Aim of the task →
Convert the records below into a Markdown table with two columns, Row and Record line. Number each row and skip blank lines.

———

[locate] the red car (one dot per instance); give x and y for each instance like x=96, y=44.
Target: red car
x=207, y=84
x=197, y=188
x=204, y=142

———

Output of the exercise →
| Row | Record line |
|---|---|
| 1 | [locate] the red car (one dot per instance); give x and y for each instance like x=96, y=44. |
| 2 | Target: red car |
| 3 | x=207, y=84 |
| 4 | x=197, y=188 |
| 5 | x=204, y=142 |